• **Source records**:
□ □ □ □ □ □ □
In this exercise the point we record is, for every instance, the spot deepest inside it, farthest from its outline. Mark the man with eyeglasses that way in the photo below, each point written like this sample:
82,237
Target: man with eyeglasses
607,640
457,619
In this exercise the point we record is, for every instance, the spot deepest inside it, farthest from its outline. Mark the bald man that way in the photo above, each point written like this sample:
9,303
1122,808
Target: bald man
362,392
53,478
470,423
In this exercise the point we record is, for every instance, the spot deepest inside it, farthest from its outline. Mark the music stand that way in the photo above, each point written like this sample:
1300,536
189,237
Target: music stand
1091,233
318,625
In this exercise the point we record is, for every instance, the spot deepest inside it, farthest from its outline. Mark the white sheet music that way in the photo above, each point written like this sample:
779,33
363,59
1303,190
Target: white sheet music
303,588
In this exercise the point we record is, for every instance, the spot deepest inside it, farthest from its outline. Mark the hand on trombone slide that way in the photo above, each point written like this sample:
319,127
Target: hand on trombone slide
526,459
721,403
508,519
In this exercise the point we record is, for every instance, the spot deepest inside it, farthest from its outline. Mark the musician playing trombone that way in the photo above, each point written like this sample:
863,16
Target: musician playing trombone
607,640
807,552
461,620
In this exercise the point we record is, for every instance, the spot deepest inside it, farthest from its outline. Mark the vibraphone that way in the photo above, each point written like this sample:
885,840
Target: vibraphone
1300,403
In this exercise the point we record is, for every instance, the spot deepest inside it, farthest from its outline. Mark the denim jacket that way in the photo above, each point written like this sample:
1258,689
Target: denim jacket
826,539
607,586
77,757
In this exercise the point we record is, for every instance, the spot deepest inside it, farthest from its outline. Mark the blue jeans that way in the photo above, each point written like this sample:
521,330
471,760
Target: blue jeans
□ □ □ □ □ □ □
• **Written instruction**:
Reproduce the records from the line that contains "Mark the white" through the end of the records, inclusive, with "denim jacket" changed to "jean jacket" and everything else left as it is.

• **Result of the exercise**:
In this exercise the point we record is, for every instance, the spot deepest inside it, farthest from its outline. Mark the white sheet music that way in the photo above, each point written like this sample:
779,33
363,59
1303,190
Target: white sheet music
303,588
In this exercise the point we record is, for every instance, the spot deepest inside it, farthest from its outline. Mark the hand on trombone slide that way in the photo above, each point written like this sample:
319,127
Target: hand on trombone slide
526,459
721,403
508,519
In this exercise the point we record is, for every instance, the spot deepest inside it, farthest from its outline. Mark the musician playing trombone that way in the photo above, each point written like this sample:
863,16
Target: musician playing trombone
607,640
807,552
461,620
In this exercise the point we record is, for every instance, the spot deepest inside it, farthest from its outline. Mark the vibraphone that way in the photo above, each point written like this sample:
885,840
Target: vibraphone
1300,403
In this exercise the point we record is, for every instance, the spot deepest inside it, farthest from its outline. Mark the jean jacket that way in the photo above, each point written like this sample:
1258,689
Target: jean jacket
826,539
607,586
77,757
In this exercise the point we record is, for every instance, the spot deepest inside it, farthest from its outline. Mark the blue jeans that way in the photo above, each point written like this sample:
521,330
471,760
Target: blue jeans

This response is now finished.